• What the task requires
Every entry that follows should be reproduced exactly.

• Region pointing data

============================================================

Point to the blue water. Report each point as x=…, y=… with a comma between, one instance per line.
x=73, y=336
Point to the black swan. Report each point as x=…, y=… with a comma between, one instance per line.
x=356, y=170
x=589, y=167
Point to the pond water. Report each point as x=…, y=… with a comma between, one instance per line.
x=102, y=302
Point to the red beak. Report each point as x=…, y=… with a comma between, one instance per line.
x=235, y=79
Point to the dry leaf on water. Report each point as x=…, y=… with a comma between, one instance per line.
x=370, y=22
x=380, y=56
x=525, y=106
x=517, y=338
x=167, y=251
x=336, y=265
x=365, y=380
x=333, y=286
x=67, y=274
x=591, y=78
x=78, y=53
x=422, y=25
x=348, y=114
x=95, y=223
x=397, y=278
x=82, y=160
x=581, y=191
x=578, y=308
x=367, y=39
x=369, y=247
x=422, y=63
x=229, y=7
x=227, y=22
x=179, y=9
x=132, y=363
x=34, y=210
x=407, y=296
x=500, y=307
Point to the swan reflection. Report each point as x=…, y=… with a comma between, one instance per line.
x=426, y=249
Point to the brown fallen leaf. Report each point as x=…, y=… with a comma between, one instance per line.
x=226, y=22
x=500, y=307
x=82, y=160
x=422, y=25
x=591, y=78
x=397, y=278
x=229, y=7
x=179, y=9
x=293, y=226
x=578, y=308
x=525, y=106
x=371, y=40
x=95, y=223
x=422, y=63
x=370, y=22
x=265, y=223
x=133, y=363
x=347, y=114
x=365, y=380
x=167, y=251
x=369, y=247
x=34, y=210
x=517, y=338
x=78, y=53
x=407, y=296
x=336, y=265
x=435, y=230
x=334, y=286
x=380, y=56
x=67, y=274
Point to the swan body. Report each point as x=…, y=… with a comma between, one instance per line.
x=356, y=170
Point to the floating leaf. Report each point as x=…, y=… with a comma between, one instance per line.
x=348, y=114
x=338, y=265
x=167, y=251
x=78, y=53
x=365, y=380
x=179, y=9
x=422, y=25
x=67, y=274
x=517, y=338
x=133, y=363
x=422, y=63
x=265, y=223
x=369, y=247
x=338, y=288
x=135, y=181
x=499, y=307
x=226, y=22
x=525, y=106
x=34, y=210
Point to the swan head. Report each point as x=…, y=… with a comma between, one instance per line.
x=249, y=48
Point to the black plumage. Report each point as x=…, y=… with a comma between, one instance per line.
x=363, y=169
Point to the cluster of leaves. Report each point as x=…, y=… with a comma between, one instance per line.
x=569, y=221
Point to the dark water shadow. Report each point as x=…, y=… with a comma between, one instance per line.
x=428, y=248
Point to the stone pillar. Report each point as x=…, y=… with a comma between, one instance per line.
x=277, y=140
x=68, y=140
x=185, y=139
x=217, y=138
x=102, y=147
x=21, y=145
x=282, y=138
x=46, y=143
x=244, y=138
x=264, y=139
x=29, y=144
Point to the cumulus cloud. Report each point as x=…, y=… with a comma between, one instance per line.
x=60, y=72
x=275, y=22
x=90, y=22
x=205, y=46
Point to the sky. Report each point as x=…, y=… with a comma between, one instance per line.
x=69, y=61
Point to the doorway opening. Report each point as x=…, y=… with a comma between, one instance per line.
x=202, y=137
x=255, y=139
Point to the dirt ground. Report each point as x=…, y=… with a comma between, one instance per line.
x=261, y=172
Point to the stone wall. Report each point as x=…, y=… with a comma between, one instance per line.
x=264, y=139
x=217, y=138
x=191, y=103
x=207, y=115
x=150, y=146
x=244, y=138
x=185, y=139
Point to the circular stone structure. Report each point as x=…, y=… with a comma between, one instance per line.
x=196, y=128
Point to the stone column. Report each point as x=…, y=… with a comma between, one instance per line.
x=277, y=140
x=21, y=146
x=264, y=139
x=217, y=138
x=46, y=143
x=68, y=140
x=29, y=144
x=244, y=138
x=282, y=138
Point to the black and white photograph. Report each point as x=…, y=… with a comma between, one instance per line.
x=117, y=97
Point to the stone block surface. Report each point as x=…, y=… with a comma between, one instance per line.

============================================================

• Written solution
Point to the blue water. Report each point as x=…, y=… with a comma between, one instance per line.
x=73, y=336
Point to the black swan. Report each point as x=…, y=… with a comma between, one instance per line.
x=356, y=170
x=589, y=167
Point to the pond water. Report each point as x=…, y=… with a comma between, one instance per line.
x=102, y=302
Point to the red beak. Report each point as x=…, y=… with a comma between, one instance per line.
x=235, y=79
Point to the dry leaf on water. Report each point as x=…, y=… with a comma between, one instance per line.
x=370, y=22
x=380, y=56
x=525, y=106
x=517, y=338
x=167, y=251
x=336, y=265
x=365, y=380
x=333, y=286
x=67, y=274
x=591, y=78
x=78, y=53
x=422, y=25
x=348, y=114
x=95, y=223
x=397, y=278
x=82, y=160
x=581, y=191
x=578, y=308
x=367, y=39
x=369, y=247
x=422, y=63
x=229, y=7
x=227, y=22
x=179, y=9
x=132, y=363
x=34, y=210
x=407, y=296
x=500, y=307
Point to the swan reflection. Report each point as x=…, y=… with a comma between, one instance per line.
x=426, y=249
Point to the brown fallen leaf. Report each point as x=…, y=… with a comma between, one instance per line.
x=226, y=22
x=500, y=307
x=82, y=160
x=422, y=25
x=591, y=78
x=397, y=278
x=229, y=7
x=179, y=9
x=293, y=226
x=578, y=308
x=525, y=106
x=371, y=40
x=95, y=223
x=422, y=63
x=370, y=22
x=265, y=223
x=133, y=363
x=347, y=114
x=365, y=380
x=167, y=251
x=369, y=247
x=34, y=210
x=517, y=338
x=78, y=53
x=407, y=296
x=336, y=265
x=435, y=230
x=334, y=286
x=380, y=56
x=67, y=274
Point to the swan body. Report each point as x=…, y=… with a comma between, one instance per line.
x=356, y=170
Point to the floating leaf. Report each point as x=…, y=… with a comma between, one instance per line.
x=348, y=114
x=338, y=265
x=167, y=251
x=78, y=53
x=365, y=380
x=179, y=9
x=422, y=25
x=67, y=274
x=517, y=338
x=133, y=363
x=422, y=63
x=265, y=223
x=369, y=247
x=338, y=288
x=135, y=181
x=499, y=307
x=226, y=22
x=525, y=106
x=34, y=210
Point to the swan head. Report each point as x=…, y=… with a comma between, one instance per line.
x=249, y=48
Point to the black plumage. Report each point as x=…, y=… with a comma between, one instance per line.
x=363, y=169
Point to the cluster of leaves. Report each point as x=…, y=… with a comma between, one instance per line.
x=569, y=221
Point to the dark water shadow. Report each point as x=…, y=… with a comma between, one instance per line.
x=428, y=248
Point to the stone pillar. Report each point as x=…, y=… with a comma between, one instance per line.
x=277, y=140
x=68, y=140
x=185, y=139
x=217, y=138
x=102, y=147
x=21, y=145
x=282, y=138
x=46, y=143
x=244, y=138
x=264, y=139
x=29, y=144
Point to the cumulus cloud. Report each point as x=…, y=… with a comma between, one instance per line.
x=60, y=72
x=275, y=22
x=90, y=22
x=205, y=46
Point to the sky. Report each point as x=…, y=… with a comma between, one instance per line.
x=69, y=61
Point to the doorway opening. Report each point as x=…, y=… with a comma between, one instance per line.
x=202, y=137
x=255, y=139
Point to the dirt ground. Report each point as x=…, y=… with a comma between, one instance per line.
x=261, y=172
Point to the stone wall. Report each point as x=…, y=… with a comma between, one instance per line.
x=264, y=139
x=217, y=138
x=191, y=103
x=207, y=115
x=150, y=146
x=244, y=138
x=185, y=139
Point to the circular stone structure. Report each point as x=…, y=… with a comma between, one instance per line.
x=196, y=128
Point to the stone column. Report each point as x=…, y=… with a comma between, one instance per line.
x=277, y=140
x=21, y=146
x=264, y=139
x=217, y=138
x=46, y=143
x=68, y=140
x=29, y=144
x=244, y=138
x=282, y=138
Point to the black and white photograph. Report each point as x=…, y=… with a comma between, one instance per line.
x=117, y=97
Point to the stone block surface. Report each point as x=…, y=… with a comma between, one instance per line.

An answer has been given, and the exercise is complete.